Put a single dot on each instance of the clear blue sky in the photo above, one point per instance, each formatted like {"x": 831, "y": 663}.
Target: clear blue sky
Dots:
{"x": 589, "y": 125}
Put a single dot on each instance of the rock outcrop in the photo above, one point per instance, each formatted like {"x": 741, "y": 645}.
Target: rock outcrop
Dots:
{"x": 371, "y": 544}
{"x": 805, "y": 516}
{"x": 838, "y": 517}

_ _ _ _ _ _ _

■ Aim of the exercise: Output the material from the line containing "Put a single dot on each instance of the rock" up to and including its last line as a Markdown table with the columns Row and Line. Number each line in Row and omit any blank lines.

■ Solution to the exercise:
| Row | Line |
|---|---|
| 1 | Put a single dot on each instance of the rock outcrop in the photo above, one point per instance, each formatted like {"x": 741, "y": 645}. |
| 2 | Target: rock outcrop |
| 3 | Dots: |
| 4 | {"x": 371, "y": 544} |
| 5 | {"x": 805, "y": 516} |
| 6 | {"x": 838, "y": 517} |